Computational Numerical Analysis
Part (1) — Introduction and Overview
In the past couple of semesters at my university, I decided that the mathematics course “Numerical Analysis” was my favorite math course ever. I found that course so close to real world problems, and it tried to solve those problems in the most efficient, yet realistic ways. What I liked the most about it is that it is the perfect combination of theory and applied science, and so I decided to explore what is beyond the presented in my undergraduate course.
But what is Numerical Analysis, exactly? What does it study? Honestly, when it comes to definitions, I like to go directly to wikipedia. It says that “Numerical Analysis is the study of algorithms that use numerical approximation (as opposed to general symbolic manipulations) for the problems of mathematical analysis (as distinguished from discrete mathematics)”.
So, this series of blog posts will be devoted to try to explain some of the topics that Numerical Analysis studies, and hopefully present them in an introductory way to Machine Learning (as this series of topics are in the core of theoretical Machine Learning research).
In this first article, I will present some of the topics that is studied by numerical analysis, and provide an overview on what to expect in the coming articles. I will also provide you with a list of all the references that I will be using in developing the material. I want to point out, that I am still a beginner, and that I decided to write these posts, in order to learn more about the topics in this field. If you found anything wrong, or you think of any suggestion that will make this a better learning experience please do not hesitate to contact me on any social network you find me on.
Introduction to Numerical Analysis
Why do we study that?
Generally, Numerical Analysis is a very broad topic, and it studies a lot of different sub-fields that are very important in solving numerical real life problems. Some of the topics that are studied includes:
Convergence and Series Acceleration:
This includes studying the rate of convergence in a sequence (that is the speed at which a convergent sequence approaches its limit), local and super convergence, etc.
Discretization:
Which is an extremely interesting topic that studies the process of converting continuous functions and mathematical models into discrete components. This is widely used in signal processing, system theory, and in control systems.
Solving Systems of Linear Equations:
This might be one of the most famous topics in Numerical Analysis. It basically studies methods that can solve systems of linear equations. These methods include the Gaussian Elimination, LU Decomposition, and many other methods and techniques.
Polynomial Interpolation and Extrapolation:
Interpolation is a method of getting new points within the range of a discrete set of known points. Extrapolation is the process of estimating, beyond the original observation range, the value of a variable on the basis of its relationship with another variable. Both topics are one of the most important topics not just in Numerical Analysis, but also in Machine Learning and Neural Networks.
Optimization:
Mathematical Optimization is the study of optimizing a specific function relative to a set of variables and constraints. Optimization can be easily looked at in your Calculus course, where you were asked to find the maximum or the minimum of a function. This topic is one of the most studied and used ideas in applied research and in solving real world problems. Every company, investment firm, factory, and many others wants to minimize or maximize either their yield, profit, productivity. Optimization problems are everywhere!

=====

WRITTEN INSTRUCTION 1 = Count the lines of the entries that contain the word "wooden", treating uppercase and lowercase as different, and give only that number.
The numerical analysis post has no connection to the entries that come after it.

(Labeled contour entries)
=====

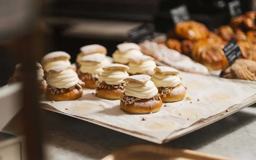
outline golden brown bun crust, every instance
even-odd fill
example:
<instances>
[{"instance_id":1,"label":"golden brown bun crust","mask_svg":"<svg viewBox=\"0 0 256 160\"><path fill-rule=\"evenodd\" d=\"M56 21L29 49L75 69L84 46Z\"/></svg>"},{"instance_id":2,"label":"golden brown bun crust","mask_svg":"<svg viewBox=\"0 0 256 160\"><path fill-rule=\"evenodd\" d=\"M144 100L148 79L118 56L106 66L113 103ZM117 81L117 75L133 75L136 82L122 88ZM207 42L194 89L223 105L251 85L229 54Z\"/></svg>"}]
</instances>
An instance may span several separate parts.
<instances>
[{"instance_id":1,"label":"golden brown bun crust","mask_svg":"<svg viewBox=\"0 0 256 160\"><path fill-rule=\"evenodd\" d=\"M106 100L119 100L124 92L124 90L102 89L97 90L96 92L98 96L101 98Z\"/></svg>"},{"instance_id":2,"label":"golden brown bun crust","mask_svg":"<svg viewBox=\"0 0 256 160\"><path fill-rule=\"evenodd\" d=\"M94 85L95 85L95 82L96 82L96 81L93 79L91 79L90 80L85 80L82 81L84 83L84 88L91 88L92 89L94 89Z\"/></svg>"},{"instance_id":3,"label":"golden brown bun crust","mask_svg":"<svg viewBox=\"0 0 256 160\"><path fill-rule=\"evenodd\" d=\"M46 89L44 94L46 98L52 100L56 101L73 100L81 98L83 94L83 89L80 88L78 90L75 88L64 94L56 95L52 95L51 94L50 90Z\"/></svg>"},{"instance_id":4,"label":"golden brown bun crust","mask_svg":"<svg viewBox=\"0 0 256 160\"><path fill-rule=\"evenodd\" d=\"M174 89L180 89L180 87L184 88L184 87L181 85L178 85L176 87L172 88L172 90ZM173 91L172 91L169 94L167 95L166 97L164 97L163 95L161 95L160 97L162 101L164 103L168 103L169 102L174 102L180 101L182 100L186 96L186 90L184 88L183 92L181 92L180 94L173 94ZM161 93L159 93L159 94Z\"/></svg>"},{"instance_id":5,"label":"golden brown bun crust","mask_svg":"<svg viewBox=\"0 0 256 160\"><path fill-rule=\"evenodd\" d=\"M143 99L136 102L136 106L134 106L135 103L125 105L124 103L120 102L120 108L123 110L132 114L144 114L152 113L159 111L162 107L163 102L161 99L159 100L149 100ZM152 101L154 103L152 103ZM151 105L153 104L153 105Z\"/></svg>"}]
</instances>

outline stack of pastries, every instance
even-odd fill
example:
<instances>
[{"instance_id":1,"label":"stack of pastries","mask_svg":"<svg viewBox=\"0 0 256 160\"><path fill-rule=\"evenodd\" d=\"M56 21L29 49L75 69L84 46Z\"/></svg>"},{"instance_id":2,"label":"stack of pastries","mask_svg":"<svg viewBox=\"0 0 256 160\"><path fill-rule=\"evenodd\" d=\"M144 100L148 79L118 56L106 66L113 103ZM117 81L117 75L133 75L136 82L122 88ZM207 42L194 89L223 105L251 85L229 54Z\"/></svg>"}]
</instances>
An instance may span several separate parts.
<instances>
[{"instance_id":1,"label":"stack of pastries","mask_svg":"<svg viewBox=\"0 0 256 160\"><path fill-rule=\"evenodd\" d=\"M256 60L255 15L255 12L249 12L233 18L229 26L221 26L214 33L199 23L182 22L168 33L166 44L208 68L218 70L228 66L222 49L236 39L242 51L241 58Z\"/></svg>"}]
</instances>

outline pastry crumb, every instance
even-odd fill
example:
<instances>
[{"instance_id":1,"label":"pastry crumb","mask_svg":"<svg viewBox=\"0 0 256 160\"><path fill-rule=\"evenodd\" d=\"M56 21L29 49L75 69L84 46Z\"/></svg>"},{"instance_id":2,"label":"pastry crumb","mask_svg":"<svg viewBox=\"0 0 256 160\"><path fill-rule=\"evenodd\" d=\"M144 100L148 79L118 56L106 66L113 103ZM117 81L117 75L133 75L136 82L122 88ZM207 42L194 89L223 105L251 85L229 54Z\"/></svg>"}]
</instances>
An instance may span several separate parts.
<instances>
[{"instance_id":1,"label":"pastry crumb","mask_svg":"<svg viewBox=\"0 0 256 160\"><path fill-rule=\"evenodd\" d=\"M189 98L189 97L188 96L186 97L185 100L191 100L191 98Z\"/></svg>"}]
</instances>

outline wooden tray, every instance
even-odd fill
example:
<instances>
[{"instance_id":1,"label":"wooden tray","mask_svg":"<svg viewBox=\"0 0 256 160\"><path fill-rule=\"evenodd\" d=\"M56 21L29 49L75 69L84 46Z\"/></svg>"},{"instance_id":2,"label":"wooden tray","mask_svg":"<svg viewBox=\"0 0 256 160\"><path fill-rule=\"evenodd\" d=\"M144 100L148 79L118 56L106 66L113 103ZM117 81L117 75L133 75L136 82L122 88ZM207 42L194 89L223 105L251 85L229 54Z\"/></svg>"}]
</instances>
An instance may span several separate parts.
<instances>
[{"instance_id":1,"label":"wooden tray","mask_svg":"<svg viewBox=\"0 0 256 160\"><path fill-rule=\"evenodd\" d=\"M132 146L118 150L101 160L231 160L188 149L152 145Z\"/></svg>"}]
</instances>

=====

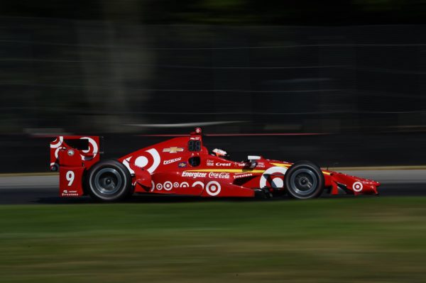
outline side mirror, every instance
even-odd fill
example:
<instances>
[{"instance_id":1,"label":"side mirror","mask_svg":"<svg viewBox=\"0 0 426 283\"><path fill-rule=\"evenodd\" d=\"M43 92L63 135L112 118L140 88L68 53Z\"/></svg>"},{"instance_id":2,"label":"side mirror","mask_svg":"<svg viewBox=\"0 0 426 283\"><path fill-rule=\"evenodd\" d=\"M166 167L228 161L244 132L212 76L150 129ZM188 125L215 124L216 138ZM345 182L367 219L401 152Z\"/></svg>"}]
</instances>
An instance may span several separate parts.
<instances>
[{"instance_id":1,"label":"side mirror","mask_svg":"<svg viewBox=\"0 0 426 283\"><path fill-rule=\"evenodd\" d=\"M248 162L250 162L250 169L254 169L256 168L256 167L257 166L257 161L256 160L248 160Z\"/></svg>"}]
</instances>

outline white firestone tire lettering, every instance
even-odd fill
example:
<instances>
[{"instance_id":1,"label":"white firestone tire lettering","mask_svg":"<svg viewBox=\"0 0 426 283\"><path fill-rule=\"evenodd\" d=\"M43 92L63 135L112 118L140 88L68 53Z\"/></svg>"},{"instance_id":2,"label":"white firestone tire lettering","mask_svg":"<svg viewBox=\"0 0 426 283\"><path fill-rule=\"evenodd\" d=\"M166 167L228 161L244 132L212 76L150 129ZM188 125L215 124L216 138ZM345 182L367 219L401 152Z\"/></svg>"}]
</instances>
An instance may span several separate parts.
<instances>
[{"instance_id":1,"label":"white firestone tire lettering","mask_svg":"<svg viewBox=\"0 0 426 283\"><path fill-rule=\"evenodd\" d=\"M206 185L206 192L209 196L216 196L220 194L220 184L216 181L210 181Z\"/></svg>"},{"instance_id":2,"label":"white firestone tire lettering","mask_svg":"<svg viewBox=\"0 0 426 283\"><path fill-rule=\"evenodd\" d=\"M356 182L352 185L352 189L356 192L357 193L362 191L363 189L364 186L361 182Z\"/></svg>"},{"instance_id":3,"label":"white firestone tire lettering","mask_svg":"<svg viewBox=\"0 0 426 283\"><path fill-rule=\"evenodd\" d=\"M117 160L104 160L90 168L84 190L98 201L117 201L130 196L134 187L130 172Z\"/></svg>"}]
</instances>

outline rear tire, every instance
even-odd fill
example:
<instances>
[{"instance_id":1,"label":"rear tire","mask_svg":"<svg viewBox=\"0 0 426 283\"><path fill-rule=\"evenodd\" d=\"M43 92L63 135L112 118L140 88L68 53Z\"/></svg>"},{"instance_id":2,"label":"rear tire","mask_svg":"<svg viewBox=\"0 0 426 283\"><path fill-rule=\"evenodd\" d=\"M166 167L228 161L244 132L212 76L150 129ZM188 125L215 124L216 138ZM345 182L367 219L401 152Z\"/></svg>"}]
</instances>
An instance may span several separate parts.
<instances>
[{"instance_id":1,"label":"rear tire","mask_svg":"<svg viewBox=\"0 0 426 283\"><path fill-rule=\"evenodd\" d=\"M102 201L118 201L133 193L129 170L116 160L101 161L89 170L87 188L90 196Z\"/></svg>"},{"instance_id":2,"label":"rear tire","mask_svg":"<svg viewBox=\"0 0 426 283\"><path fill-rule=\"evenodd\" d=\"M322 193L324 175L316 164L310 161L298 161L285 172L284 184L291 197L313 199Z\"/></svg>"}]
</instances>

=====

WRITTEN INSTRUCTION 2 = Set down the passage of the numerical analysis post starting with "Introduction to Numerical" and going on through "in control systems.", word for word.

TASK ANSWER 1 = 3

TASK ANSWER 2 =
Introduction to Numerical Analysis
Why do we study that?
Generally, Numerical Analysis is a very broad topic, and it studies a lot of different sub-fields that are very important in solving numerical real life problems. Some of the topics that are studied includes:
Convergence and Series Acceleration:
This includes studying the rate of convergence in a sequence (that is the speed at which a convergent sequence approaches its limit), local and super convergence, etc.
Discretization:
Which is an extremely interesting topic that studies the process of converting continuous functions and mathematical models into discrete components. This is widely used in signal processing, system theory, and in control systems.